Print these lines of the data verbatim: begin at the line that contains "lamp, dropping a point on every instance." and stop after the last line of the data.

_Excerpts from a point labeling dataset_
╭──
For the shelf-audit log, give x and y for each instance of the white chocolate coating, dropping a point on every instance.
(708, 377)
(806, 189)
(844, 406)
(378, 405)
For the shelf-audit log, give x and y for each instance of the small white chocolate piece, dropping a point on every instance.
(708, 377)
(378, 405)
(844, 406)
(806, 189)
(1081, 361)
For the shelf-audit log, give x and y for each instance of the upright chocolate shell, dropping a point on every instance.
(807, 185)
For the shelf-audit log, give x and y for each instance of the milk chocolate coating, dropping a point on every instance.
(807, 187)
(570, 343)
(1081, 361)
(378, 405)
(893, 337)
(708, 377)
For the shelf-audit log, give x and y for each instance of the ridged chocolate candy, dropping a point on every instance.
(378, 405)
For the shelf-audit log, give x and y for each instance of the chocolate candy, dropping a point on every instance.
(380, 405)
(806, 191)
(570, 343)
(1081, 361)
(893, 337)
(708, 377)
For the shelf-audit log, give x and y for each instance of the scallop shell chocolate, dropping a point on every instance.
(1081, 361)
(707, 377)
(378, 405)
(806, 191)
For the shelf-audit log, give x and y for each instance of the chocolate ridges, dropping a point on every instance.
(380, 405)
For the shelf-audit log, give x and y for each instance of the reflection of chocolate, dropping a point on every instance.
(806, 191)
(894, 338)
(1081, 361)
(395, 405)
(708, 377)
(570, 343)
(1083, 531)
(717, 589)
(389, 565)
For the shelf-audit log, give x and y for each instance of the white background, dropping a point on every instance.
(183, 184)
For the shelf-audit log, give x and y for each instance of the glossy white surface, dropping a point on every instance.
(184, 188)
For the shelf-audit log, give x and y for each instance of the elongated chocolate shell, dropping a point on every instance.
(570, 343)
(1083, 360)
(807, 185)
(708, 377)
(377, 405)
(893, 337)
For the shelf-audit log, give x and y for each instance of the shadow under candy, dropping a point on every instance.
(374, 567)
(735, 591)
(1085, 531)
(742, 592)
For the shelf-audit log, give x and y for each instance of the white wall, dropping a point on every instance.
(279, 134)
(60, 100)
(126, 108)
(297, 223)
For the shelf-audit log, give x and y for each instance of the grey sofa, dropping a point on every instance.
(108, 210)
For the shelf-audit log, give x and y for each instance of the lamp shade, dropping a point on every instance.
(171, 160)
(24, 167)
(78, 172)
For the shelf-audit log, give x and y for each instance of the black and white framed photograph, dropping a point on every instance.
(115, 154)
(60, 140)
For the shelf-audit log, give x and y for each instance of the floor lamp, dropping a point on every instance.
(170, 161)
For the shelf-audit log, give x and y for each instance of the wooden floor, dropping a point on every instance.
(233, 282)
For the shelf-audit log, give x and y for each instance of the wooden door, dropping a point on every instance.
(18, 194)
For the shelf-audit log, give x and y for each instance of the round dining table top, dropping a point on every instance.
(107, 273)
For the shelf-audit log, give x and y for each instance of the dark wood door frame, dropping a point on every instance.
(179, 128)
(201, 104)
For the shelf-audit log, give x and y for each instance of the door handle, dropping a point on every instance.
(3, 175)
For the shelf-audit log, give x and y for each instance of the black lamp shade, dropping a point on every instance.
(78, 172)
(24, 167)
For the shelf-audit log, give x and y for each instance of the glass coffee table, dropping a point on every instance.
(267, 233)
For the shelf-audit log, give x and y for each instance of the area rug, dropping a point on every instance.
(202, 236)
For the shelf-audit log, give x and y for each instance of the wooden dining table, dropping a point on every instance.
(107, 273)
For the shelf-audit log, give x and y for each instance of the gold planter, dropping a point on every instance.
╰──
_SOLVED EXERCISE_
For the shelf-audit log, give x and y for each instance of the floor lamp, dropping a point on every instance.
(170, 161)
For the shelf-audit log, give x and y for each instance of the wooden floor, dropping a point on every instance.
(233, 282)
For the shelf-audit log, give x and y for each instance of the wooden door, dropping a point on every instance.
(18, 194)
For the shelf-audit log, give x and y for each instance of the round dining table top, dropping a point on every instance.
(107, 273)
For the shelf-audit log, give x and y for each instance of the dark wood door frame, dropping a point on every instance.
(179, 128)
(201, 104)
For the shelf-audit log, give x and y for each instance of the door handle, dropping a point on every instance.
(3, 175)
For the shelf-audit log, give x and y for each instance of the black lamp shade, dropping a point on every instance.
(78, 172)
(24, 167)
For the shelf-audit log, give x and y for each instance of the glass coffee table, dropping a point on every instance.
(267, 233)
For the shelf-audit log, give x and y for each instance of the area rug, dropping a point on every instance.
(202, 236)
For the shelf-audit log, give x and y for each instance of the wooden dining table, dropping a point on every instance.
(107, 273)
For the shelf-audit log, give x and y for each instance of the gold planter, dropping a point on every instance.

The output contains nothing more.